From the entries that follow, copy each line containing the word "wall".

*** Input data ***

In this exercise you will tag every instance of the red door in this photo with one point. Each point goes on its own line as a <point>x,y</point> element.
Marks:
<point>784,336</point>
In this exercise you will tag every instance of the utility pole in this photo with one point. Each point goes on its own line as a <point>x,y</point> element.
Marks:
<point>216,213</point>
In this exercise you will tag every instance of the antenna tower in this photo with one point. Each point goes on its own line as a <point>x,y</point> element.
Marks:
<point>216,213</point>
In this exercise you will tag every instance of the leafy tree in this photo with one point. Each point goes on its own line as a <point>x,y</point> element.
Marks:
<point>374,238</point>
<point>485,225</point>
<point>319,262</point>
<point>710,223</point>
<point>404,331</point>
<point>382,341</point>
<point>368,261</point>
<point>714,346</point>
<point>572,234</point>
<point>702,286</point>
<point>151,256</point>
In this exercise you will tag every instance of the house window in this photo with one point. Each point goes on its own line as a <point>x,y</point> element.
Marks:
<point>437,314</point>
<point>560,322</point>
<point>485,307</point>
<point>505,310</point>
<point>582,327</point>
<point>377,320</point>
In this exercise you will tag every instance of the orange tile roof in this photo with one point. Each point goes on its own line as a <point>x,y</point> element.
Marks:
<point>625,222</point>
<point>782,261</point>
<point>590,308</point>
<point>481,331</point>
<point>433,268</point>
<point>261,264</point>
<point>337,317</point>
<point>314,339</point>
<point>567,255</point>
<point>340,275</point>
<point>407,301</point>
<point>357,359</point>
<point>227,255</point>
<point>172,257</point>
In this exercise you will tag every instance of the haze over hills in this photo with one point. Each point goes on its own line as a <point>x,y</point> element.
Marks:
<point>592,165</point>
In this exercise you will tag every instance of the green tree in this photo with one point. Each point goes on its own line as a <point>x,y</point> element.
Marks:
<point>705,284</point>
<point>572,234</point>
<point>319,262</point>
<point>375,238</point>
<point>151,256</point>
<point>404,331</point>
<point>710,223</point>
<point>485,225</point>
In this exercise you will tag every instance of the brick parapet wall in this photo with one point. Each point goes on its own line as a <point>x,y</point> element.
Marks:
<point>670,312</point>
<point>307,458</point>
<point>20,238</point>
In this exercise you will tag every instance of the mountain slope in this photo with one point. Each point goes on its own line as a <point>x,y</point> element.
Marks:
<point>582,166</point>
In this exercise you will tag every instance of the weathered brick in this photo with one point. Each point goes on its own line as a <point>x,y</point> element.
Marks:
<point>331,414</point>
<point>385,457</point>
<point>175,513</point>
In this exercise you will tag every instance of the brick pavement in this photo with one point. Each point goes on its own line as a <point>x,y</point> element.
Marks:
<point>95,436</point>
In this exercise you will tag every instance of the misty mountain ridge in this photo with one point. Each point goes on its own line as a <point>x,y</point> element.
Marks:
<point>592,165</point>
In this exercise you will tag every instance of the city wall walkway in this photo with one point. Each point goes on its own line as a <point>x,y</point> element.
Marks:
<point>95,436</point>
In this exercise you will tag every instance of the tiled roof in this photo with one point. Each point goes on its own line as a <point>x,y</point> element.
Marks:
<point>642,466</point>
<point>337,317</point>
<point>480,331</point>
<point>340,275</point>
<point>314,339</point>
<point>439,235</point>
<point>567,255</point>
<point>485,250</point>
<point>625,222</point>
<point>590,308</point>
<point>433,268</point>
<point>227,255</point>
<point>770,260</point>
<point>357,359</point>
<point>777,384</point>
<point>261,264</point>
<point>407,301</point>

*** End of Input data ***

Solution below:
In this exercise you will tag every instance of the brick parapet wall in this photo with one point. Each point goes on its own line as a <point>x,y</point> element.
In this exercise you will tag every instance of the city wall walkway in this photo with one point. Each point goes on its own line as a <point>x,y</point> element.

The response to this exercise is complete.